======== MATERIAL SUPPLIED
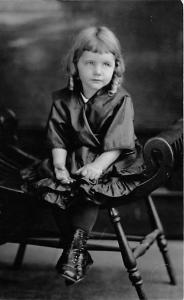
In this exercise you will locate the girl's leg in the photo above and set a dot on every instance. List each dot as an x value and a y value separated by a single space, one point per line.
75 258
84 216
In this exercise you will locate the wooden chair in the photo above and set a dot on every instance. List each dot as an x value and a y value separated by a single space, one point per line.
162 154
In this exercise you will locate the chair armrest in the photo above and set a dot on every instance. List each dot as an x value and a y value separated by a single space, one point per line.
162 154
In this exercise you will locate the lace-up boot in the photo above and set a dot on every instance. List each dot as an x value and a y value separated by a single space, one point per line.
75 259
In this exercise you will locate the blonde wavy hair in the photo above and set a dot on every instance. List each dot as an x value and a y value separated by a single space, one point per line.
100 40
================
## CHALLENGE
Render the entries above as a two-column CSV with the columns entry_text and answer, one row per entry. Put each field in quotes, turn line breaks into spaces, and leave the pictures out.

## TASK SOLUTION
entry_text,answer
"In this exercise you will locate the girl's leg in the photo above and set a dot on every instance. List each dot as an x value and a y value separated by a single space, one point per line.","75 258 84 216"
"In this exercise you will locate the wooden chair in the photo above and set a dot on every instance. List each dot as an x value and a y value separated by a single space, one point per line.","162 154"
"In this exercise you will locate the chair armrest in the photo above and set a dot on every instance. List each dot as an x value and a y value separated by a single space, one point per line.","162 154"
"In this exercise you will locate the lace-up boot in the photo above and set a dot on every instance. List each dot as an x value and a y value separated by a single space, one point per line.","75 259"
"In this exercise you will locate the blonde wavy hair in the photo above and set a dot on every instance. List each dot as an x value and a y value separated by a single space, one point per line.","100 40"